**Written task A:** Repeat the passage of the gawk mailing-list message from "Thank you for" up to and including "gawk on Linux." word for word.

[Date Prev][Date Next][Thread Prev][Thread Next][Date Index][Thread Index]
Re: [bug-gawk] binary mode for strings?
From: |
arnold |
Subject: |
Re: [bug-gawk] binary mode for strings? |
Date: |
Tue, 01 May 2018 16:17:58 -0600 |
User-agent: |
Heirloom mailx 12.4 7/29/08 |
Hi.
Thank you for the report.
If you are using gawk 4.2.0 or later, you can cycle through PROCINFO["argv"]
to see if the -b option is present, and if not issue an error message.
There is no other way tell gawk to treat bytes as characters except with
the -b option.
You may wish to consider using iconv along with gawk, and letting iconv
convert the data from CP1250 to UTF-8 or something else more suitable
for gawk on Linux.
Thanks,
Arnold
Petr Slansky <address@hidden> wrote:
> Hello,
>
> I have trouble with locale. I run gawk at Linux, locale is set to "utf8"

**Data section:**
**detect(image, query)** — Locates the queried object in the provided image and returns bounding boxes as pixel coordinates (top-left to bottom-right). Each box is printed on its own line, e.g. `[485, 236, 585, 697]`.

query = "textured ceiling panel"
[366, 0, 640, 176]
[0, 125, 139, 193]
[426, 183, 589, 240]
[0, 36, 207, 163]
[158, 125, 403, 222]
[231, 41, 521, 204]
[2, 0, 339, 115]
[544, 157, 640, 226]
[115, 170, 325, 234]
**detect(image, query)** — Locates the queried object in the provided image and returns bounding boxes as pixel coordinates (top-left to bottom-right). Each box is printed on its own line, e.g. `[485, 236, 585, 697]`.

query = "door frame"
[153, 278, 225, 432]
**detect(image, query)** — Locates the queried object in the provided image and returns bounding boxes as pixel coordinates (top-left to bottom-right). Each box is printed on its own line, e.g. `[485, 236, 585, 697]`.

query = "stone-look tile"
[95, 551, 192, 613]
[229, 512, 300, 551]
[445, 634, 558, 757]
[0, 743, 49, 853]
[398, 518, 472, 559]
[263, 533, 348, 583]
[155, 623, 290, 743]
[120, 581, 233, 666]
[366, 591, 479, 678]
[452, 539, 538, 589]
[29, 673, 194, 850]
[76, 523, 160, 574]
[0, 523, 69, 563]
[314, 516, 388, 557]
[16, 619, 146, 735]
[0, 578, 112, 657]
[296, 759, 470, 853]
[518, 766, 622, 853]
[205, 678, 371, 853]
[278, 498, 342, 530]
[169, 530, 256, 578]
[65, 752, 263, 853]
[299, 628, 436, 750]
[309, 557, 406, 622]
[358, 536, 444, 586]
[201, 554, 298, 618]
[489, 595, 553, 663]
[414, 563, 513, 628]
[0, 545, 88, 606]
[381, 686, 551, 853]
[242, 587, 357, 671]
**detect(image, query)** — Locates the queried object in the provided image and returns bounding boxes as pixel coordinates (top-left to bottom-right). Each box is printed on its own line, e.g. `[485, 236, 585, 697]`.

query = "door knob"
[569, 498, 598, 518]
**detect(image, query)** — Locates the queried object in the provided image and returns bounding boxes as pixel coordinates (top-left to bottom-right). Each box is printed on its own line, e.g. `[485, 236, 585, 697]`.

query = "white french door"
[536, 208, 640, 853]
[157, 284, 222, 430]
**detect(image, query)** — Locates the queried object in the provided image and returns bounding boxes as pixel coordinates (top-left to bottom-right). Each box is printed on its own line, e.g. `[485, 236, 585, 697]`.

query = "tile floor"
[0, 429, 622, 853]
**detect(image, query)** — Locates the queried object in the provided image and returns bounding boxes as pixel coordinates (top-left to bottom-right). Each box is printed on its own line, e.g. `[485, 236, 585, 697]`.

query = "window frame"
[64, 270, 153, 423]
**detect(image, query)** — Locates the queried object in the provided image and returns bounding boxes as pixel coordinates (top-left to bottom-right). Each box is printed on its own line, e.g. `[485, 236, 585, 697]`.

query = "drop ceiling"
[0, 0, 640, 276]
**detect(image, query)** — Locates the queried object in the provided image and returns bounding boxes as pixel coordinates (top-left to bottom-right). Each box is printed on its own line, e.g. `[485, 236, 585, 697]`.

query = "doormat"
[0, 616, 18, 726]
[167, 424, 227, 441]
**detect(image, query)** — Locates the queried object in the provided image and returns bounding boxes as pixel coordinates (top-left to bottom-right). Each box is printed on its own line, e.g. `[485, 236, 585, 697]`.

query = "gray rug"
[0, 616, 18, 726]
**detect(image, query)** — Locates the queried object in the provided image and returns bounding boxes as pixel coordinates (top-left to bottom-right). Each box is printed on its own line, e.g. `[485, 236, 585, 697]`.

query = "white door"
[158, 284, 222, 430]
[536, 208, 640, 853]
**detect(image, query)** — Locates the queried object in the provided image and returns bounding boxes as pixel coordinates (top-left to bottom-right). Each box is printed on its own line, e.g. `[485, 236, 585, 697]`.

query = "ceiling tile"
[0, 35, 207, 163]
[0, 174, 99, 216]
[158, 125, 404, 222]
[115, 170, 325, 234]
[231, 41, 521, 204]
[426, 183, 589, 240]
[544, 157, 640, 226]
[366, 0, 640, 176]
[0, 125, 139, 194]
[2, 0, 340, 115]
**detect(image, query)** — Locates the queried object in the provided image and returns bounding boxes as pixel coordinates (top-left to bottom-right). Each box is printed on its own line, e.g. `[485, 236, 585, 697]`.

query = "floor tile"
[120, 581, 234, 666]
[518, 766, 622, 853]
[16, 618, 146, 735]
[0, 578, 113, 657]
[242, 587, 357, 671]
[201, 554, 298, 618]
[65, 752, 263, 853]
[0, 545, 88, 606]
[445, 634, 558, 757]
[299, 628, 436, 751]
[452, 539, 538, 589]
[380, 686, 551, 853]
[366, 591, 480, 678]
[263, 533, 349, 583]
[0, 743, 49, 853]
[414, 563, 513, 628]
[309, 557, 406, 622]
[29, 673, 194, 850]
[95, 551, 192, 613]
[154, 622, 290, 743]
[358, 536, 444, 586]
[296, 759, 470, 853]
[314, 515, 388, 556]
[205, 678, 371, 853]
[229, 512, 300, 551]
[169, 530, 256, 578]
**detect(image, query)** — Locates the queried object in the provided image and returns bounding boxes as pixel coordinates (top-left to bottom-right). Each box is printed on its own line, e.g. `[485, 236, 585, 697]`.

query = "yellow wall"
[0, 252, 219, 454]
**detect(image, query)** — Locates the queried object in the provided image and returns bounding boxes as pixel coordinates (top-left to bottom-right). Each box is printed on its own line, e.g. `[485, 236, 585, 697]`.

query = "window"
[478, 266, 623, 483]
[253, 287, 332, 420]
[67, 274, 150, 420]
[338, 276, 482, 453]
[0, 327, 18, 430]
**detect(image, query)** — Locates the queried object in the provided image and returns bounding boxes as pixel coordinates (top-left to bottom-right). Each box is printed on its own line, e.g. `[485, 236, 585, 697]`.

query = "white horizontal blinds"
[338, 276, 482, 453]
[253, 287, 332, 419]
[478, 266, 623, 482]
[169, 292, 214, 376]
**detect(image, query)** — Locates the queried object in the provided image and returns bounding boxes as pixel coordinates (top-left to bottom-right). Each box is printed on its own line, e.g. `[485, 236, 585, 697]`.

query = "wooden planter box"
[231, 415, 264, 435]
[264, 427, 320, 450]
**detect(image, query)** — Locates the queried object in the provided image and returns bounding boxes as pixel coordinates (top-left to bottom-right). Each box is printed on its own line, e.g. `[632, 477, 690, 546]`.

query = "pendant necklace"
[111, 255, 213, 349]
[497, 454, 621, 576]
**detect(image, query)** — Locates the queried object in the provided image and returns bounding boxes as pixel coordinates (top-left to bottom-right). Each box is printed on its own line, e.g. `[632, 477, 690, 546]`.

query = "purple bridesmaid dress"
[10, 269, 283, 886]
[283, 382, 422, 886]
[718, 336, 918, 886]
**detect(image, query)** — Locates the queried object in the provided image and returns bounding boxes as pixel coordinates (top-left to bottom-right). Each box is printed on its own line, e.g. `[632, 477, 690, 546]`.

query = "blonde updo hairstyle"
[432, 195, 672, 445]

**Written task B:** Reproduce the listing verbatim, from its first line up to and including the line containing "[569, 498, 598, 518]".

**Right answer A:**
Thank you for the report.
If you are using gawk 4.2.0 or later, you can cycle through PROCINFO["argv"]
to see if the -b option is present, and if not issue an error message.
There is no other way tell gawk to treat bytes as characters except with
the -b option.
You may wish to consider using iconv along with gawk, and letting iconv
convert the data from CP1250 to UTF-8 or something else more suitable
for gawk on Linux.

**Right answer B:**
**detect(image, query)** — Locates the queried object in the provided image and returns bounding boxes as pixel coordinates (top-left to bottom-right). Each box is printed on its own line, e.g. `[485, 236, 585, 697]`.

query = "textured ceiling panel"
[366, 0, 640, 176]
[0, 125, 139, 193]
[426, 183, 589, 240]
[0, 36, 207, 163]
[158, 125, 403, 222]
[231, 41, 521, 204]
[2, 0, 339, 115]
[544, 157, 640, 226]
[115, 170, 325, 234]
**detect(image, query)** — Locates the queried object in the provided image and returns bounding boxes as pixel coordinates (top-left to bottom-right). Each box is printed on its own line, e.g. `[485, 236, 585, 697]`.

query = "door frame"
[153, 278, 225, 432]
**detect(image, query)** — Locates the queried object in the provided image and returns bounding boxes as pixel coordinates (top-left to bottom-right). Each box is printed on its own line, e.g. `[485, 236, 585, 697]`.

query = "stone-look tile"
[95, 551, 192, 613]
[229, 512, 300, 551]
[445, 634, 558, 757]
[0, 743, 49, 853]
[398, 518, 472, 559]
[263, 533, 348, 583]
[155, 623, 290, 743]
[120, 581, 233, 666]
[366, 591, 479, 678]
[452, 539, 538, 589]
[29, 673, 194, 850]
[76, 523, 160, 574]
[0, 523, 69, 563]
[314, 516, 388, 557]
[16, 619, 146, 735]
[0, 578, 112, 657]
[296, 759, 470, 853]
[518, 766, 622, 853]
[205, 678, 371, 853]
[278, 498, 342, 530]
[169, 530, 256, 578]
[65, 752, 263, 853]
[299, 628, 436, 750]
[309, 557, 406, 622]
[358, 536, 444, 586]
[201, 554, 298, 618]
[489, 595, 553, 663]
[414, 563, 513, 628]
[0, 545, 88, 606]
[381, 686, 551, 853]
[242, 587, 357, 671]
**detect(image, query)** — Locates the queried object in the provided image and returns bounding boxes as pixel coordinates (top-left to bottom-right). Each box is printed on its own line, e.g. `[485, 236, 585, 697]`.

query = "door knob"
[569, 498, 598, 518]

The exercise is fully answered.